**The tasks:**
- A) Put this sentence from the punk Midsummer Night's Dream review into Spanish: "This timeless story of love and magic is given leather jackets, fluorescent hair, and three chords and plunged into the crazy world of the New York punk scene."
- B) According to the punk Midsummer Night's Dream review, which theater company staged this production?
- C) Pick up the punk Midsummer Night's Dream review where it stops and keep writing.

**Passage provided:**
----------------

Remaining Performances:

Saturday, July 14th 3:15 PM Sunday, July 15th 9:15 PM Saturday, July 22nd 12:00 PM Thursday, July 26th 8:00 PM Saturday, July 28th 11:59 PM

They say: Shakespeare’s classic takes a…beating in this punk rock interpretation. This timeless story of love and magic is given leather jackets, fluorescent hair, and three chords and plunged into the crazy world of the New York punk scene.

Ian’s Take: Shakespeare: Rebel. Rabblerouser. Reprobrate. Punk. At least, that’s the approach taken by Beat on the Bard Theatre Company in their inaugural production, which moves the woodland fairy mischief of A Midsummer Night’s Dream to the mean streets of 1970s New York. The basics remain the same as you remember them from Mrs. Kirby’s 10th grade English class: four rich youngsters trying to figure out who loves whom; an amateurish theater group preparing a play for a society wedding; and a group of fairies throwing a wrench into it all with some spell-casting gone wrong. Only now there are a lot of skinny jeans and suspenders worn draped around the hips, and that theater group, known as the Mechanicals, is now a punk band.

----------------

**Data:**
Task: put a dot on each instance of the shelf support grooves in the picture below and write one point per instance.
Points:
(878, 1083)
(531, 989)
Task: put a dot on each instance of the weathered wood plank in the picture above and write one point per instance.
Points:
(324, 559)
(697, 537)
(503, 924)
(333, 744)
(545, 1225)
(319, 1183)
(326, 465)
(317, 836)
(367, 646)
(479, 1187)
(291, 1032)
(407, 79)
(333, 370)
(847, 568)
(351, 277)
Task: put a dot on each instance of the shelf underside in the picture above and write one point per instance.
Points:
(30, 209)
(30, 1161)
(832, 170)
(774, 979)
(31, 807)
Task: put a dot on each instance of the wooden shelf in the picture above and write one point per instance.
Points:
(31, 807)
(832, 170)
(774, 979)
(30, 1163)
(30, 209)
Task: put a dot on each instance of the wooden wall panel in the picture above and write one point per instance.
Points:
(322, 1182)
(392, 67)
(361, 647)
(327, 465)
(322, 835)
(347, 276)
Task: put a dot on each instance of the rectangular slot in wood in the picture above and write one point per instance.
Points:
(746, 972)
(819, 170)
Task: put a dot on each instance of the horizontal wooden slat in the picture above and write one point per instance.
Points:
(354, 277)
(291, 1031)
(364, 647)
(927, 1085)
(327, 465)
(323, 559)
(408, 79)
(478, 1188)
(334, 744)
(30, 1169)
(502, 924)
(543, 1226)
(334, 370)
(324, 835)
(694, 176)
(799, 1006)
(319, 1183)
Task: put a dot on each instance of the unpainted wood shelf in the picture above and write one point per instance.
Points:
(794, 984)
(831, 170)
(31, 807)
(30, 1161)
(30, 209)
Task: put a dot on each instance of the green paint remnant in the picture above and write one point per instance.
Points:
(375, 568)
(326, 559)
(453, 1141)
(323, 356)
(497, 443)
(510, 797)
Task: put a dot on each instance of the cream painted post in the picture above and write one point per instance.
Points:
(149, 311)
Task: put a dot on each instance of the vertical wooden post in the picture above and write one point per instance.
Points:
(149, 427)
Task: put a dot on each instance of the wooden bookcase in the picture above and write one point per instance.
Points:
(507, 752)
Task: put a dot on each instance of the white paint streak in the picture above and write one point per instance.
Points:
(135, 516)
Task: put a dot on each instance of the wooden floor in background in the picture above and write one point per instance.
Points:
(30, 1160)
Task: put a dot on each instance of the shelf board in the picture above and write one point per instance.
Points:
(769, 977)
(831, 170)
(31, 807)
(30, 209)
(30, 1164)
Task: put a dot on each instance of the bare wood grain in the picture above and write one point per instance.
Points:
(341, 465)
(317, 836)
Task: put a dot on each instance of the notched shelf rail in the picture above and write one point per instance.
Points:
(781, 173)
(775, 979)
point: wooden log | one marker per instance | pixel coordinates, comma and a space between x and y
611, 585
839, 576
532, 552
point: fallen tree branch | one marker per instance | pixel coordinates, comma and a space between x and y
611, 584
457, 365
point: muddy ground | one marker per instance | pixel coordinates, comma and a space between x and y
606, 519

----------------

**Responses for each task:**
- A) A esta historia atemporal de amor y magia se le dan chaquetas de cuero, cabello fluorescente y tres acordes, y se la sumerge en el loco mundo de la escena punk de Nueva York.

- B) Beat on the Bard Theatre Company.

- C)
The production cuts the show down to an economical 75 minutes, and the edit favors what Beat on the Bard knows is its greatest strength: the actor playing Nick Bottom, the enthusiastic frontman of the Mechanicals. (I’ll apologize here for not identifying anyone in the production by name; there didn’t appear to be any programs at the show, and neither the show page nor the company’s Facebook page identifies the players. Ah, Fringe!) Bottom is unquestionably the star of this Midsummer, and the actor playing him, sporting a faux-hawk and speaking his iambic pentameter with a Sid Vicious Cockney sneer, has a mastery of the material that steals the show. Granted, that’s not always a high bar, as a few of the actors aren’t acting so much as reciting lines by rote. Luckily, they’re in less important parts, and the primary players are less wooden.

More of a problem than leaden line readings is a clumsily employed device that finds the Mechanicals, when not actually part of the play, serving as the show’s backing band. It’s a nice idea, except when the soundtrack is so loud it drowns out the dialogue.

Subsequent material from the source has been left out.